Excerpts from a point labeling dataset
>>

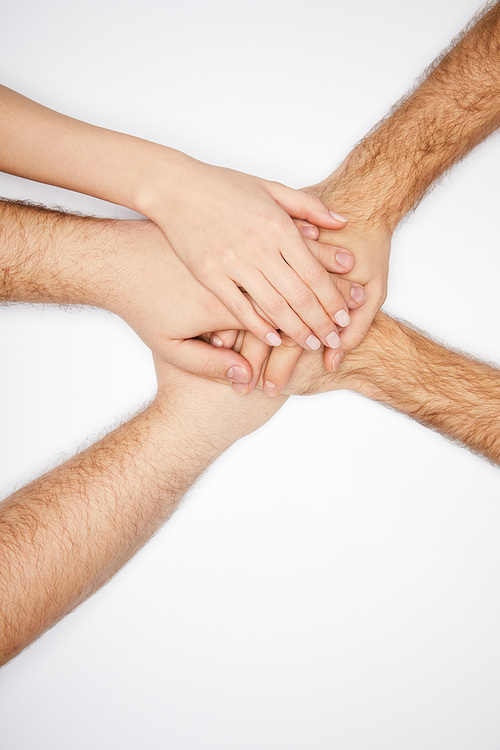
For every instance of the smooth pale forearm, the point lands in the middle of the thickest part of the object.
(396, 365)
(47, 146)
(64, 535)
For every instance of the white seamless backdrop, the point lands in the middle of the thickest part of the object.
(332, 582)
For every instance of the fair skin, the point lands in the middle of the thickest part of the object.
(129, 268)
(64, 535)
(455, 108)
(233, 231)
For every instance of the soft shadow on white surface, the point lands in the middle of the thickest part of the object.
(333, 580)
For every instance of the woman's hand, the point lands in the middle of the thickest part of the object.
(235, 234)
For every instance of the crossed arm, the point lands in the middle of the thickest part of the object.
(455, 107)
(64, 535)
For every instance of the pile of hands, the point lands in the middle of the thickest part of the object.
(257, 273)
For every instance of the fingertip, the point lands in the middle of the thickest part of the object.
(270, 389)
(238, 374)
(345, 259)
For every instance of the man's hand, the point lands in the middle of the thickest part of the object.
(455, 107)
(65, 534)
(127, 267)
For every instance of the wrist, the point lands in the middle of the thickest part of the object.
(362, 188)
(160, 180)
(216, 414)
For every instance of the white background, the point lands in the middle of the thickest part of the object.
(332, 582)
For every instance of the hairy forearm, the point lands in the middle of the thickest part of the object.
(64, 535)
(51, 256)
(396, 365)
(455, 108)
(47, 146)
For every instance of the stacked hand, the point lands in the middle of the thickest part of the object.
(368, 238)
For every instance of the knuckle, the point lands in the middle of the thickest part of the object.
(303, 297)
(211, 367)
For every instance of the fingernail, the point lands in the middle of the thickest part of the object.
(313, 342)
(337, 360)
(342, 318)
(333, 340)
(344, 259)
(338, 216)
(309, 231)
(273, 339)
(237, 374)
(270, 389)
(240, 387)
(358, 294)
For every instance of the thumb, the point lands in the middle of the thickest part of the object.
(205, 360)
(301, 205)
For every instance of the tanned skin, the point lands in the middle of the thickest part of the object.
(447, 391)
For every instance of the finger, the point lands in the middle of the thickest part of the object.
(276, 308)
(280, 365)
(306, 229)
(362, 319)
(243, 310)
(301, 205)
(256, 353)
(226, 339)
(319, 295)
(335, 259)
(207, 361)
(353, 293)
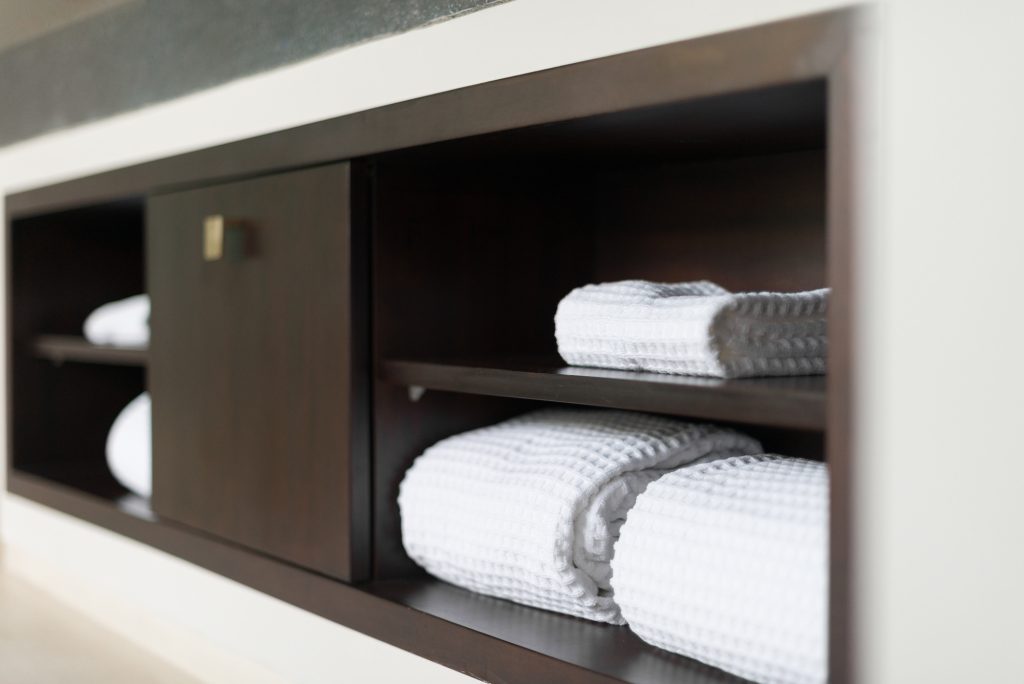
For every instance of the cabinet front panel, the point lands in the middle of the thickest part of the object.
(251, 364)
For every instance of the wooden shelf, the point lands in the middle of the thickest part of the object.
(481, 636)
(787, 402)
(60, 348)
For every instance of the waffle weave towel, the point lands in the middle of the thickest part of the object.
(726, 562)
(124, 323)
(692, 329)
(129, 446)
(529, 509)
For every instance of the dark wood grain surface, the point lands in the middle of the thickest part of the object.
(253, 369)
(60, 348)
(728, 157)
(784, 52)
(485, 638)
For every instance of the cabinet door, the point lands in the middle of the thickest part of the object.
(258, 367)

<<

Set task » Substitute "widest part" for "thickest part" everywhere in the material, keeping everything else the same. Omit the pictures from your answer.

Solution to the problem »
For every instance of the smooth pale forearm, the point lands in the middle of the widest part of the object.
(396, 365)
(47, 146)
(64, 535)
For every instance of the white seamless backdrop, the point lands in the middle of the widest part of the object.
(332, 582)
For every instance of the fair skin, the point lands in the middle of the widest part of the object.
(129, 268)
(64, 535)
(455, 108)
(233, 231)
For every instance of the soft shadow on white surface, the point lands in the middle of the widest part of the object.
(333, 580)
For every instance of the woman's hand, the point lands in the middle of the widest part of the object.
(235, 234)
For every instance of the crossed arm, the point lands in the middle of the widest part of the object.
(455, 107)
(64, 535)
For every instance of the pile of hands, the point lands in the middle of the widest part of the object.
(257, 273)
For every instance of the fingertip, the point lands in the middle of the widest part of the object.
(270, 389)
(238, 374)
(345, 259)
For every instance of the man's hand, the point lands in the middle of the widest part of the object.
(455, 107)
(65, 534)
(127, 267)
For every instance of the wrist, the point lands in the middle of the widest part of the object.
(362, 188)
(160, 180)
(216, 414)
For every instance of the white background, the point lands in the middle of the widest part of the object.
(332, 582)
For every instance of the hairy forearm, the point lands in the middle of the widest part of the object.
(64, 535)
(51, 256)
(396, 365)
(455, 108)
(47, 146)
For every instance of the stacked hand, the point lands in the middle of the widest part of the object.
(368, 238)
For every instance of the knuckle, the point lands in the middle of the widest part of the object.
(303, 297)
(211, 367)
For every instance of the fingernail, the point lands in the middle of the widest part of the object.
(313, 342)
(337, 360)
(342, 318)
(333, 340)
(344, 259)
(338, 216)
(309, 231)
(273, 339)
(237, 374)
(270, 389)
(240, 387)
(358, 294)
For every instance of the thumb, the point lands in the middle of the widest part of the object.
(205, 360)
(301, 205)
For every instance of the tanned skin, the point lands in the middle of the widest part of the object.
(447, 391)
For every instance of the finger, the point lands in the middle of the widest part of the object.
(276, 308)
(280, 365)
(306, 229)
(362, 319)
(243, 310)
(301, 205)
(256, 353)
(226, 339)
(319, 295)
(335, 259)
(207, 361)
(353, 293)
For every instance of the cabinet front panel, the point lands in the middle of the widest part of the object.
(251, 364)
For every instance of the wooden shelf, the point lands in the middle of the widest part of the object.
(481, 636)
(787, 402)
(60, 348)
For every instance of the waffle weave towel, the point lands in the middle of the widest part of the object.
(726, 562)
(124, 323)
(692, 329)
(129, 446)
(529, 509)
For every instance of the dark wood grain surface, the point lands in the middle of the widest part of the object.
(253, 369)
(60, 348)
(728, 157)
(784, 52)
(485, 638)
For every instance of the cabinet door, the point lands in the middle of the widest part of the object.
(258, 367)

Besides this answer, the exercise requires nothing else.